Work instruction: Some lines in the entries contain the word "camera". Copy all of them.

[Start of section]

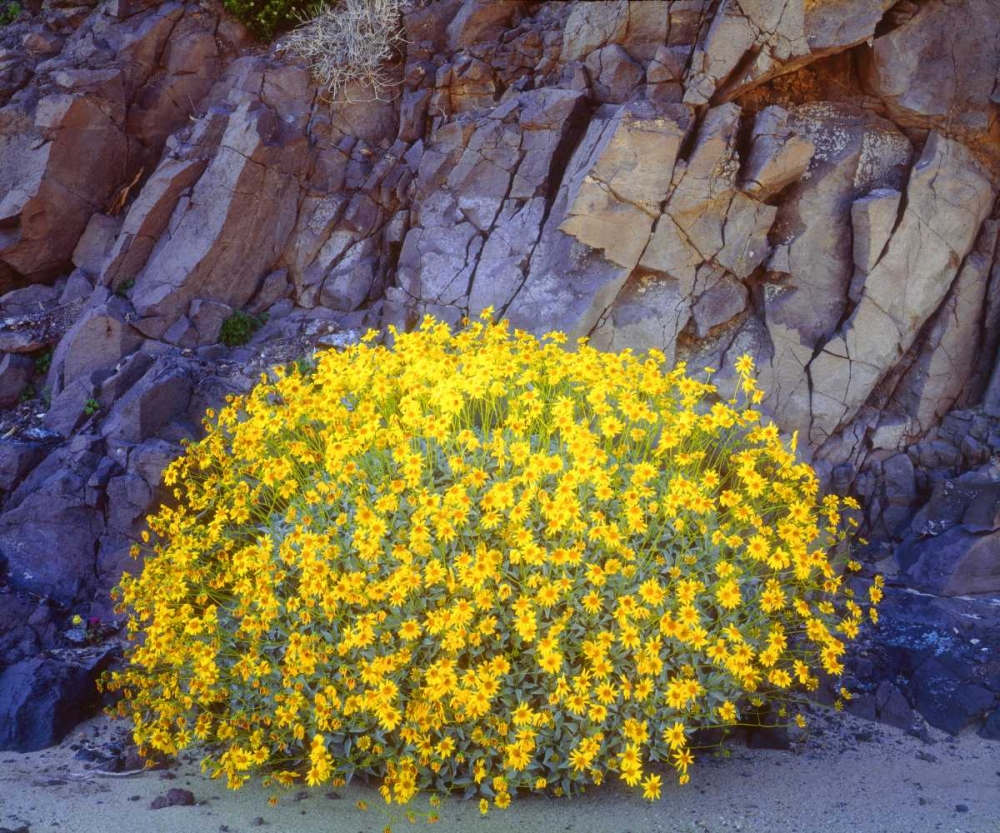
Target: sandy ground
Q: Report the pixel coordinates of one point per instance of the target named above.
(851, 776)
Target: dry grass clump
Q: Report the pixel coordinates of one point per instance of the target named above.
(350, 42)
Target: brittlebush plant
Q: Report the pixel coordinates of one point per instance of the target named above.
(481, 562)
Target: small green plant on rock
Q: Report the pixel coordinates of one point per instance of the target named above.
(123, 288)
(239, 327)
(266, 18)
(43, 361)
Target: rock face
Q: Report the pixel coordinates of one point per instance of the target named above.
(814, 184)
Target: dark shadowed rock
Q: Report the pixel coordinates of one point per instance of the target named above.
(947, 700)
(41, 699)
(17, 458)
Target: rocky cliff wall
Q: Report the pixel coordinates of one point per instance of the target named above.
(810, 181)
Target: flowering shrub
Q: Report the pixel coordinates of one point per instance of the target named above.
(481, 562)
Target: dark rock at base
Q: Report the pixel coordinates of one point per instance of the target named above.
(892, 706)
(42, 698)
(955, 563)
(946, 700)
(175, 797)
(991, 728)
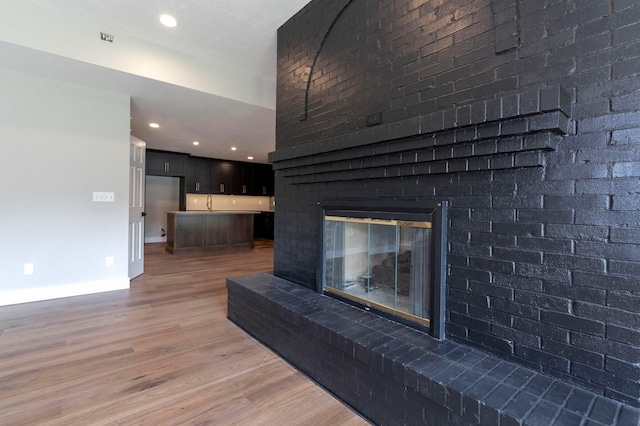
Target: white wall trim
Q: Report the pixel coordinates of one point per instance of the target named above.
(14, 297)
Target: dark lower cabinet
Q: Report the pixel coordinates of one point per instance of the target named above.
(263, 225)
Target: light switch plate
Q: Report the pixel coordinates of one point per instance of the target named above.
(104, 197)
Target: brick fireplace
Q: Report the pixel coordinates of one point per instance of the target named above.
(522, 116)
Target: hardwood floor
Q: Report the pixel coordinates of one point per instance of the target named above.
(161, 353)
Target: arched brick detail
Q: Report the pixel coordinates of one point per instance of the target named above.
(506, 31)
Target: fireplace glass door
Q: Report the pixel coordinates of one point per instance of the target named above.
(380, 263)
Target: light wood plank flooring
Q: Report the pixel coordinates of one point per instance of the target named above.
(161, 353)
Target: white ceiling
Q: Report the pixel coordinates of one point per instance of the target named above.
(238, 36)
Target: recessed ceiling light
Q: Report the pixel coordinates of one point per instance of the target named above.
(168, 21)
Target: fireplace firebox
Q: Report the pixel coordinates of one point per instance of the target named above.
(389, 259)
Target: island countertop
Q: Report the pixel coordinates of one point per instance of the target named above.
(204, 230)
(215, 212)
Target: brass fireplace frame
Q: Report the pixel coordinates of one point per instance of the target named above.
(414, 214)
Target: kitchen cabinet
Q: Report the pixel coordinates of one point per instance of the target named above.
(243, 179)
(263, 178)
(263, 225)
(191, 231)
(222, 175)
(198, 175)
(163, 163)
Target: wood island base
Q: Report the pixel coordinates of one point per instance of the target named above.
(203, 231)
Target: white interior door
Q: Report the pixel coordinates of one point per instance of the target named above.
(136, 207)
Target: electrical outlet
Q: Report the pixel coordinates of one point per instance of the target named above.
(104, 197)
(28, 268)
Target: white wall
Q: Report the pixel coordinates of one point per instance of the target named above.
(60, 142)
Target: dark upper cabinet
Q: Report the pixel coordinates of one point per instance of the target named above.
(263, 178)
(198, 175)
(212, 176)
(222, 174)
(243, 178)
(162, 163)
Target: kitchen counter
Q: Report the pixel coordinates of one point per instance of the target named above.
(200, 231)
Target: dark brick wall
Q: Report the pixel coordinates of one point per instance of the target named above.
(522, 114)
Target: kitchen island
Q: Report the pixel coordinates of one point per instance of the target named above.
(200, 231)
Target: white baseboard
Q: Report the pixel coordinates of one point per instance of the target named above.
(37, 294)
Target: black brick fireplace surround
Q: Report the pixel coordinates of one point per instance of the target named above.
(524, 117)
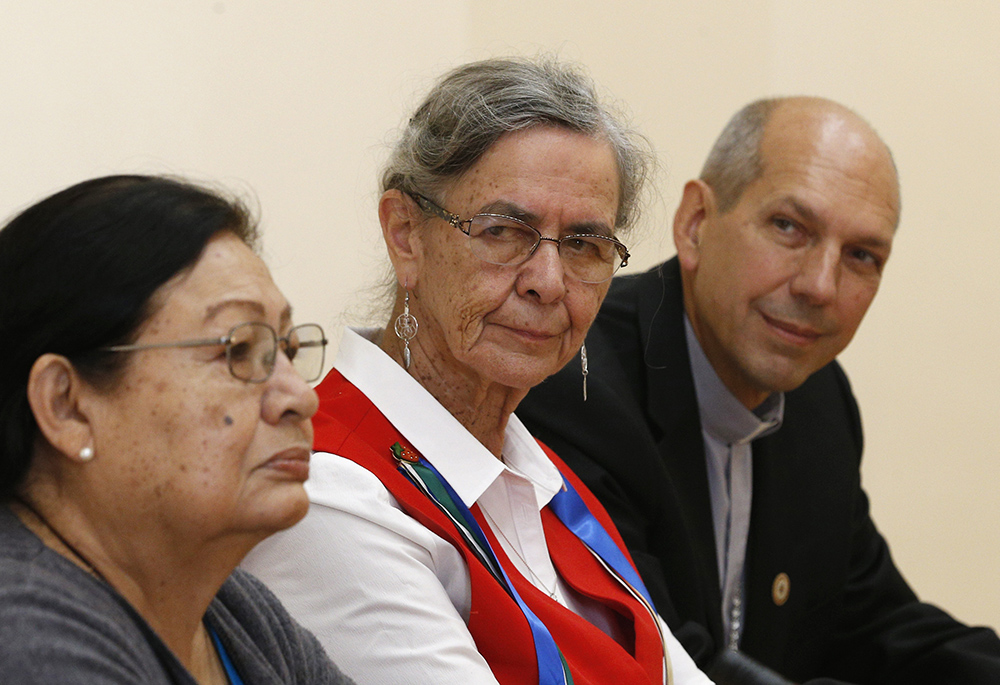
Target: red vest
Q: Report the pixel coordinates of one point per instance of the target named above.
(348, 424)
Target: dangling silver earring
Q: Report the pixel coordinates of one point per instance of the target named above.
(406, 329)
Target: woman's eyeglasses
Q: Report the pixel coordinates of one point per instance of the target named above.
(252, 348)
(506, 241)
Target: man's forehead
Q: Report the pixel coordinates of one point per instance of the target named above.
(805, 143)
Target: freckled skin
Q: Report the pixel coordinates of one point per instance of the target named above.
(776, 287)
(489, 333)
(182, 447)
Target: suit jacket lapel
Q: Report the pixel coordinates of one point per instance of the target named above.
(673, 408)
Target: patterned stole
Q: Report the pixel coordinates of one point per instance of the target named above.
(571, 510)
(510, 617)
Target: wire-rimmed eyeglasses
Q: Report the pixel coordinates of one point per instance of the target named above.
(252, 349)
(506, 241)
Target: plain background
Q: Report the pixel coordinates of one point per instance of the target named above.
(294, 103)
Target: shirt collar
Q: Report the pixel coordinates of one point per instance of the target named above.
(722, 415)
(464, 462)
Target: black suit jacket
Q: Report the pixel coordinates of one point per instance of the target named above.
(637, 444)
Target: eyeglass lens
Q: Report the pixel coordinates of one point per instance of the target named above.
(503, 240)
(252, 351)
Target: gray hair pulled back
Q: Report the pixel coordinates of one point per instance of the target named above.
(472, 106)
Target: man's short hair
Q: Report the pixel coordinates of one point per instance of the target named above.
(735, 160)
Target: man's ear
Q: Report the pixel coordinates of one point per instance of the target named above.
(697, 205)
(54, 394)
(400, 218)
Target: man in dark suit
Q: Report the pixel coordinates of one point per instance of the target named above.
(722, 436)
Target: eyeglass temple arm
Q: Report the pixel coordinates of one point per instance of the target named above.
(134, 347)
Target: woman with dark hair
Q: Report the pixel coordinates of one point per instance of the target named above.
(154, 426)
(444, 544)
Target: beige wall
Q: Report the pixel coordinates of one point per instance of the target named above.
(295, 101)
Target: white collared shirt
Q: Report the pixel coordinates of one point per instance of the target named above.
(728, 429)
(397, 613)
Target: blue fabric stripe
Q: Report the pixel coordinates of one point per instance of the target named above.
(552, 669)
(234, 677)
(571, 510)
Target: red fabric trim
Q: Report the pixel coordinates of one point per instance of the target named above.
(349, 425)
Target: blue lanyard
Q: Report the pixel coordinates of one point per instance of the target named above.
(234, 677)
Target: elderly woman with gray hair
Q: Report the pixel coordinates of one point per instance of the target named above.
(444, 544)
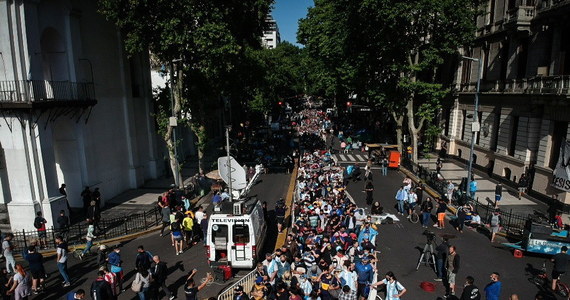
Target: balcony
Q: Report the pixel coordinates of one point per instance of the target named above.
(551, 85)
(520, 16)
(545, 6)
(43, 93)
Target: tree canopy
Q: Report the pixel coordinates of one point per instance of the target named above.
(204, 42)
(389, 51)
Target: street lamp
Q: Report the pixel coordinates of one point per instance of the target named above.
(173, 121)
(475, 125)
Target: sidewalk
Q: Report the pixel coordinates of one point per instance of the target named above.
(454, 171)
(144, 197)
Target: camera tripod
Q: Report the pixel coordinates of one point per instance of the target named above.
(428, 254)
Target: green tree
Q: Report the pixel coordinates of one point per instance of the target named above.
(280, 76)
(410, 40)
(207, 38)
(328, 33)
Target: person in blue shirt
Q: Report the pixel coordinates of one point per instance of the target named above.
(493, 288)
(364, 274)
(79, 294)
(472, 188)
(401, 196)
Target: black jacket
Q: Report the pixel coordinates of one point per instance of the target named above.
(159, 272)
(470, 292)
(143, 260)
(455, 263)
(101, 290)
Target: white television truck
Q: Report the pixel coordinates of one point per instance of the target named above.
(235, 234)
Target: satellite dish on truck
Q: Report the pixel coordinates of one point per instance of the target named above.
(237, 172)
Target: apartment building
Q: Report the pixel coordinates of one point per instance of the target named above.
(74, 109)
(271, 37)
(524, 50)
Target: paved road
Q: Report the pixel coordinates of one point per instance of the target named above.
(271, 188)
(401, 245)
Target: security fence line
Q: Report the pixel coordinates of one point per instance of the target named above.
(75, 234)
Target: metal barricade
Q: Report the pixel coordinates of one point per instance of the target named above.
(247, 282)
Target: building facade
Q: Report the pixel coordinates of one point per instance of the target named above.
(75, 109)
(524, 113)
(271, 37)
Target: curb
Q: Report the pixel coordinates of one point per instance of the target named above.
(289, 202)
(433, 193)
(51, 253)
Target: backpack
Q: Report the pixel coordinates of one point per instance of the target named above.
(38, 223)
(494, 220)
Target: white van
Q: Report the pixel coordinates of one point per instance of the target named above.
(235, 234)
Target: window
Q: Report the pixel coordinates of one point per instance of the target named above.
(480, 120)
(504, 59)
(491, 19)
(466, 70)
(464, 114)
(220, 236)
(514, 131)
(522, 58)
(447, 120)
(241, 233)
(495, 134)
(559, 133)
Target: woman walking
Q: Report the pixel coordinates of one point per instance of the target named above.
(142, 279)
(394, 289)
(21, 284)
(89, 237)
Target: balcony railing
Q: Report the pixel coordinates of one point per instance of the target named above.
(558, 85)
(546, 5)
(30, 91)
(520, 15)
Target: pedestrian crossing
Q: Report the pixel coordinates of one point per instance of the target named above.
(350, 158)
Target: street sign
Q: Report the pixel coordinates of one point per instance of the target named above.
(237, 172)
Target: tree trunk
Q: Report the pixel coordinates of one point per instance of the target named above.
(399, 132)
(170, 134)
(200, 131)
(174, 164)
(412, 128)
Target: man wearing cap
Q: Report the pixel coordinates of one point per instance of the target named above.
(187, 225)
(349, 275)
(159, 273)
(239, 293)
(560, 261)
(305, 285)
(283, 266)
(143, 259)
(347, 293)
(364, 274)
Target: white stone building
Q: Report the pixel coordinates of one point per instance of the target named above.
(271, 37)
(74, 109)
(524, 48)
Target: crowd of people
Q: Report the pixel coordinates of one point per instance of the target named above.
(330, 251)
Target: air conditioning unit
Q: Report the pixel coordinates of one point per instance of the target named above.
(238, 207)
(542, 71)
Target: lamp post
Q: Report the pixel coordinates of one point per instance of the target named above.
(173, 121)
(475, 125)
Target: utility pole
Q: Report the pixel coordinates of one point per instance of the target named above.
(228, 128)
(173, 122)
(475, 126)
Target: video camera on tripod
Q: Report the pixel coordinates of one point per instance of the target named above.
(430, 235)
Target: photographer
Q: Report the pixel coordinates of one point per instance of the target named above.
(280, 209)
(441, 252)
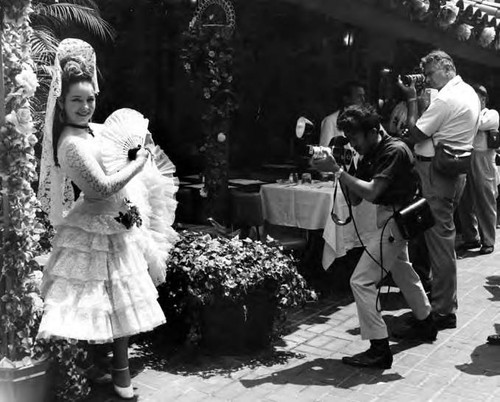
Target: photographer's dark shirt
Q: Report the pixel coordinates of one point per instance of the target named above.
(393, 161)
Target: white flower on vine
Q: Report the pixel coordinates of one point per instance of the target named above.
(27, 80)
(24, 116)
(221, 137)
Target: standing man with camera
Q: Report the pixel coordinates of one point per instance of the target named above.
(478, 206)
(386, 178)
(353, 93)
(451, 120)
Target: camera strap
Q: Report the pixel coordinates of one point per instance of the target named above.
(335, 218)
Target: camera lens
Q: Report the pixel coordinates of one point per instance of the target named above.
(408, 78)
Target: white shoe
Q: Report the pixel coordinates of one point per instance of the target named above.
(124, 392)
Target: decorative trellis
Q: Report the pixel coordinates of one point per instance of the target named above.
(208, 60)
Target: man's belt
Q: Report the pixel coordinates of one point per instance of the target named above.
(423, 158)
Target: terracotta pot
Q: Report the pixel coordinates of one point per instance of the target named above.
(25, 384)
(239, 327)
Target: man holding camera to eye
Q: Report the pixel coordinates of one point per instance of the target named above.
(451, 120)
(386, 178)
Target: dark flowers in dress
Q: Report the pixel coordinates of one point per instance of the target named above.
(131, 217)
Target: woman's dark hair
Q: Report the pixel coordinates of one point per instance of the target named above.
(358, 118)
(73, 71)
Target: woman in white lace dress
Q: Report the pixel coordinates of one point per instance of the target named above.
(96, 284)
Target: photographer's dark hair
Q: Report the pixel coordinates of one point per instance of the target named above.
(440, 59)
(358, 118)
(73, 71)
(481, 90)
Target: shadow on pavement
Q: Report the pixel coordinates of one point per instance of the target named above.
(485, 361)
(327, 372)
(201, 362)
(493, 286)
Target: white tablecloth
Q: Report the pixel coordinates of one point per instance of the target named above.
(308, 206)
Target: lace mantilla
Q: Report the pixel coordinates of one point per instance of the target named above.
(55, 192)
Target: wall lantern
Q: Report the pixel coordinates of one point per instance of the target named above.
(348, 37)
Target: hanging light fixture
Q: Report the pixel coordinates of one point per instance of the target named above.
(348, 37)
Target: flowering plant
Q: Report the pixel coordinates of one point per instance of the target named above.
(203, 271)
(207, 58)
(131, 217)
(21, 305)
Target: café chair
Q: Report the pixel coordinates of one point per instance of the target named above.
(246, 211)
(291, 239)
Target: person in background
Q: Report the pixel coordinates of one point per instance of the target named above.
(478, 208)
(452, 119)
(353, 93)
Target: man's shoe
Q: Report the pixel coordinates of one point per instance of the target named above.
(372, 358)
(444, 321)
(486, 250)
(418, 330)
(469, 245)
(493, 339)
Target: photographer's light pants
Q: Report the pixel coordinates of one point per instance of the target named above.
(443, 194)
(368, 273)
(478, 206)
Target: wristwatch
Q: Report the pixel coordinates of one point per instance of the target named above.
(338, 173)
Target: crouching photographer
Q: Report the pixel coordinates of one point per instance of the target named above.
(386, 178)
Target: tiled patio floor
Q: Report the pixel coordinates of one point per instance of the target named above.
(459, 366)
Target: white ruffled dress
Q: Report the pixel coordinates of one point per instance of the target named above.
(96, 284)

[End of section]

Finished exercise:
Target: camera tripod
Target: video camera on tripod
Target: standing man with camera
Target: camera strap
Target: camera lens
Target: man holding camera to eye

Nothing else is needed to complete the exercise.